Short task — Begin at the line below that contains "Objective — a point for each instance of the rhododendron". Repeat it and all remaining lines of the records exactly.

======== Provided data ========

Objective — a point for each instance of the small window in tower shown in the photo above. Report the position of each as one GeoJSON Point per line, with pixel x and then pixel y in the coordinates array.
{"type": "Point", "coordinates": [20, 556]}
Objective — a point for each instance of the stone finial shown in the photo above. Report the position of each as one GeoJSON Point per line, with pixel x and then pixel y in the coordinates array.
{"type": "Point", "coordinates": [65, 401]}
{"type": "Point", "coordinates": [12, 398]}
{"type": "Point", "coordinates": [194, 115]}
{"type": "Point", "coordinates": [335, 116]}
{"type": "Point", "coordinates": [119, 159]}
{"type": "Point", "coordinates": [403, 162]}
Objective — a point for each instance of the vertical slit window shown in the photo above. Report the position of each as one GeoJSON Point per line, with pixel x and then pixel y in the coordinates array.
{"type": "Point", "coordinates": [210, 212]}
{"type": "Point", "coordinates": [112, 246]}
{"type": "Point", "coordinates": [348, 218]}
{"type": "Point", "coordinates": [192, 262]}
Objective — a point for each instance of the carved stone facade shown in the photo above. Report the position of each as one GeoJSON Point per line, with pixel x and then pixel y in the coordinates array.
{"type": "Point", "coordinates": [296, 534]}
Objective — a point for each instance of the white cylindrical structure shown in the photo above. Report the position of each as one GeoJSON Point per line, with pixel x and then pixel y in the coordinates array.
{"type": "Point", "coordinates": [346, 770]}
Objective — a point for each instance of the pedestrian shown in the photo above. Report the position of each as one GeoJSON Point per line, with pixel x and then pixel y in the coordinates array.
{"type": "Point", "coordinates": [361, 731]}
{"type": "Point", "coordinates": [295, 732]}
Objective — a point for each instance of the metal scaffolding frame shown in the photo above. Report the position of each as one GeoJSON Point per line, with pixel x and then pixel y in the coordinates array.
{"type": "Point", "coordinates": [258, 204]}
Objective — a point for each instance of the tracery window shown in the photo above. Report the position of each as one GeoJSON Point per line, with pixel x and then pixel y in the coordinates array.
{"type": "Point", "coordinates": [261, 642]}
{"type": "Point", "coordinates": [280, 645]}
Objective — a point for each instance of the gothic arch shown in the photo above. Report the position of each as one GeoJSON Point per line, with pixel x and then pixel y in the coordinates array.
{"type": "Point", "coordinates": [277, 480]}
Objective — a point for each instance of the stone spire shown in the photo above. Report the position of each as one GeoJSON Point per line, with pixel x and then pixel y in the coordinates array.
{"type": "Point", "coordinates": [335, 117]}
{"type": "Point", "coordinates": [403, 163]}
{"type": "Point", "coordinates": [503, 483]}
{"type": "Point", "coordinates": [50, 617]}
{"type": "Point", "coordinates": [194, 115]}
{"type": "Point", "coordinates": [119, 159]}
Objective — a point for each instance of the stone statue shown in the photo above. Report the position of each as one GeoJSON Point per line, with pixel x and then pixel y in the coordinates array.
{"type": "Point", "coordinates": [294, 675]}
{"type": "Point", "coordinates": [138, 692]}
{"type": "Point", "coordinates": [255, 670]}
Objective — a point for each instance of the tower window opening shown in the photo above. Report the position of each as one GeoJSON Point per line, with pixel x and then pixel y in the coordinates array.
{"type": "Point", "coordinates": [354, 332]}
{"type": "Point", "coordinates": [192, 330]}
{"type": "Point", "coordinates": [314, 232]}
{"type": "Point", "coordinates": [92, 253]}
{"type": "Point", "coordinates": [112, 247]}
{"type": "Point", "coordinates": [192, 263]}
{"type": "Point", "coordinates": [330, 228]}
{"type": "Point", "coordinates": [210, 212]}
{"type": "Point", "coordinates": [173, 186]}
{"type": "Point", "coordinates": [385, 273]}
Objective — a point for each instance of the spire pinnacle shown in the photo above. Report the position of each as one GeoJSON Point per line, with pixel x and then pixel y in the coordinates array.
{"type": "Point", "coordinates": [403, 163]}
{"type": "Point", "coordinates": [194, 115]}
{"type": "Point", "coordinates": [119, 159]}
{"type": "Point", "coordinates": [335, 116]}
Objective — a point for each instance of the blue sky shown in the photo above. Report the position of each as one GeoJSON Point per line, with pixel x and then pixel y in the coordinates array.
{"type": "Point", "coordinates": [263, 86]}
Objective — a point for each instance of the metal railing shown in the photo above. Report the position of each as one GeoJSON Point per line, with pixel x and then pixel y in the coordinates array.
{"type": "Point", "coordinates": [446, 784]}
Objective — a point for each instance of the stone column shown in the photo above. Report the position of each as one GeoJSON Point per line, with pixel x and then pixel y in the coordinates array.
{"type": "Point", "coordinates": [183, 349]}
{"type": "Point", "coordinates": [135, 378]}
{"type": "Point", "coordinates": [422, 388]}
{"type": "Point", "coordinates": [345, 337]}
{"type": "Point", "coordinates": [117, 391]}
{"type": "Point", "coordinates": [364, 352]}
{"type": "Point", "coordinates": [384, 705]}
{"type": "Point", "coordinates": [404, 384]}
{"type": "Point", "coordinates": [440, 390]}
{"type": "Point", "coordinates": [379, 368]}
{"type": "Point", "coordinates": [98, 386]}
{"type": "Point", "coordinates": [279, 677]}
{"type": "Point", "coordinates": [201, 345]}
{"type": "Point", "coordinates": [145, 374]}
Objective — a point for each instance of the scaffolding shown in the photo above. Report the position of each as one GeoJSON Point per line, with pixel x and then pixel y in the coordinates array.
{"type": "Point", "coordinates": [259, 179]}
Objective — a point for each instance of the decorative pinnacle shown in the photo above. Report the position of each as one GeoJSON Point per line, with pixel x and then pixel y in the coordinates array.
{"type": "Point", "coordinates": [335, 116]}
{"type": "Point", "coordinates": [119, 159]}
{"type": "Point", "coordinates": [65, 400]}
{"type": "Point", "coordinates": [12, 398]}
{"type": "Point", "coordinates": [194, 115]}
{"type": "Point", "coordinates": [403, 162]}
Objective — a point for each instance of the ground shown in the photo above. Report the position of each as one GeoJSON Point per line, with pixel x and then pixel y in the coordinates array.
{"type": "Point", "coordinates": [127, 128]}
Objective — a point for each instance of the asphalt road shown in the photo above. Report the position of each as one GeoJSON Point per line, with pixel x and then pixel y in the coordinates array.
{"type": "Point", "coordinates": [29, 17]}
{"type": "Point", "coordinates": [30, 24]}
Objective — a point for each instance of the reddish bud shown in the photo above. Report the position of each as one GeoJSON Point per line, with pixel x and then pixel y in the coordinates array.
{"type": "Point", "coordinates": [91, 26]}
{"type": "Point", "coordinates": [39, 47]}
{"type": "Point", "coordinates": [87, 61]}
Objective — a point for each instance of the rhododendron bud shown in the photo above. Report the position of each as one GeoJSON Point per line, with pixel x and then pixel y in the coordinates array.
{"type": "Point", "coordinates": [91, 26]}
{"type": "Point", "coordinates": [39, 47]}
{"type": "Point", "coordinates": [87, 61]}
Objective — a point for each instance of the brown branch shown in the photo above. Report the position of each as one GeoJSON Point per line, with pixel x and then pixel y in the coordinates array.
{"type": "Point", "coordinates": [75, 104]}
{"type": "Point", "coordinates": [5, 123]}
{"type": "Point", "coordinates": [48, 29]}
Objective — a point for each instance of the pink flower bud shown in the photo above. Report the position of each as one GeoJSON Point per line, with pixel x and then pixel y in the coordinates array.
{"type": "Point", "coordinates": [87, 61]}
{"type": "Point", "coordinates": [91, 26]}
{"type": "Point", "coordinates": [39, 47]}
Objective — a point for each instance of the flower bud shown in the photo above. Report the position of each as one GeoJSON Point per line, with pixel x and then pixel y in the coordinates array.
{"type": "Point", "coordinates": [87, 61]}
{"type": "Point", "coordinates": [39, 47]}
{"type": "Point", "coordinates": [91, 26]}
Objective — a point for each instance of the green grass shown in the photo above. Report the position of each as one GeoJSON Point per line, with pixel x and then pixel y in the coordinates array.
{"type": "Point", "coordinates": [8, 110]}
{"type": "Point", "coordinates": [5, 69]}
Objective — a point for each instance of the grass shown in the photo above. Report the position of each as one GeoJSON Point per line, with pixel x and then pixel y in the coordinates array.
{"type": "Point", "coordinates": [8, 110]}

========

Answer for the task —
Objective — a point for each instance of the rhododendron bud shown in the photo above. Report the position of each as one GeoJSON Point per line, with pixel x and then pixel y in the coordinates array.
{"type": "Point", "coordinates": [91, 26]}
{"type": "Point", "coordinates": [39, 47]}
{"type": "Point", "coordinates": [87, 61]}
Objective — a point for each instance of the brown branch shown in the photo above. Report the position of each as one GeoJSON Point per line, with pixel x and then pixel y in the coordinates array.
{"type": "Point", "coordinates": [75, 104]}
{"type": "Point", "coordinates": [5, 123]}
{"type": "Point", "coordinates": [48, 29]}
Objective — a point for each instance of the pink flower bud shown in the photo above. Report the position of each as one GeoJSON Point per line, with pixel x and then pixel y in the coordinates array.
{"type": "Point", "coordinates": [87, 61]}
{"type": "Point", "coordinates": [91, 26]}
{"type": "Point", "coordinates": [39, 47]}
Objective — a point for each instance of the flower bud shown in the photo above. Report the position of each as one GeoJSON Point per line, with pixel x and then pixel y in the coordinates array.
{"type": "Point", "coordinates": [87, 61]}
{"type": "Point", "coordinates": [39, 47]}
{"type": "Point", "coordinates": [91, 26]}
Objective — a point for each instance of the green grass shown in the photo above. Report the position of each as one GeoJSON Point per line, with pixel x and then pixel y in the coordinates array.
{"type": "Point", "coordinates": [8, 110]}
{"type": "Point", "coordinates": [5, 69]}
Objective — a point for each instance of the grass shown in the photo above. Report the position of each as one GeoJSON Point per line, with pixel x and then pixel y in the coordinates array.
{"type": "Point", "coordinates": [8, 110]}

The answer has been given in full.